* Begin Source text *
The weed can affect the economy because it is expensive to control. In Zimbabwe, for example, about Z$7 million (US$875,000) was spent in a few months to reduce the spread of the hyacinth. The weed also inhibited boating in Lake Chivero, near Harare. In Mlawi, it has inhibited the use of the Shire for ferrying people and goods between Malawi and Mozambique.

 

The weed can block irrigation canals and pipes. When this happens, time that would otherwise be used to till the land is spent removing the weed. Meanwhile, the plants to be irrigated are deprived of water.

 

The problem of water hyacinth in Lake Chivero

 

Lake Chivero is 23 Kilometres from Harare. It receives treated sewage from the city and the water is, therefore, rich in nutrients. This, plus ideal temperatures make the water suitable for hyacinth growth and spread.
* End Source text *
* Begin Stored data *
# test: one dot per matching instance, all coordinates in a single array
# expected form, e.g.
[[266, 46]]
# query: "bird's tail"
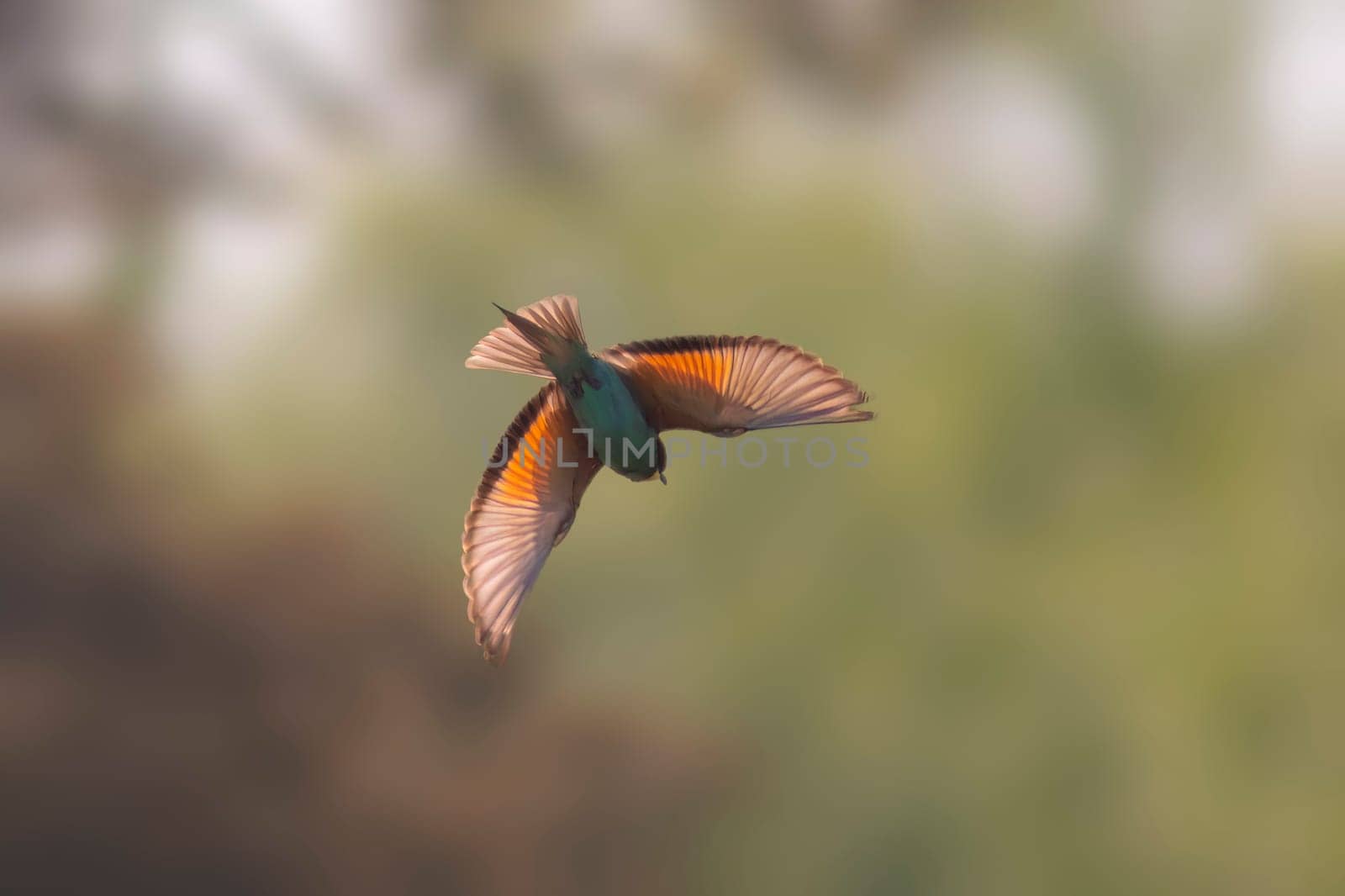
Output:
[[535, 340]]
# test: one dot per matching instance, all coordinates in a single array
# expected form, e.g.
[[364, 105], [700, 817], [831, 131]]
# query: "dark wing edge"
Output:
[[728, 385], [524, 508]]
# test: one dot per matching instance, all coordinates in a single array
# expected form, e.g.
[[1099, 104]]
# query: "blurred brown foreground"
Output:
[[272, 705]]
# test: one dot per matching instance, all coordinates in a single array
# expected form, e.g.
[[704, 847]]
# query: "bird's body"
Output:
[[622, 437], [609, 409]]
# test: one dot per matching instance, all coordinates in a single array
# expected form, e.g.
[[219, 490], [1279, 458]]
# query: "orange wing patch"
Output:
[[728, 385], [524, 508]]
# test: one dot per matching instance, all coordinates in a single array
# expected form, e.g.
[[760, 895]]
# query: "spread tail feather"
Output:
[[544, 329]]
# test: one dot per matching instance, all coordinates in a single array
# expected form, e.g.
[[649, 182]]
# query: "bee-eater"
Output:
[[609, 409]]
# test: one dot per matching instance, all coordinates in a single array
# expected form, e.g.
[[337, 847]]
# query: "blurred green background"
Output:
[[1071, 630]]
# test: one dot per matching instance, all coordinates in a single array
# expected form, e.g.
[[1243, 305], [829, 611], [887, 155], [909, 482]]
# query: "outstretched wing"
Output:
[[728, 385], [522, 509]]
* End Stored data *
● Tasks to complete:
1. Say whether each statement agrees with the water hyacinth text, answering yes or no and quoting the deciding words: (a) Lake Chivero lies 23 kilometers from Harare. (b) The weed can block irrigation canals but not pipes. (c) Lake Chivero receives untreated sewage from the city.
2. Write out the water hyacinth text starting with "Lake Chivero is" and going on through "growth and spread.".

● Solutions for each task:
1.
(a) Yes: "Lake Chivero is 23 Kilometres from Harare."
(b) No: "The weed can block irrigation canals and pipes."
(c) No: "It receives treated sewage from the city"

2.
Lake Chivero is 23 Kilometres from Harare. It receives treated sewage from the city and the water is, therefore, rich in nutrients. This, plus ideal temperatures make the water suitable for hyacinth growth and spread.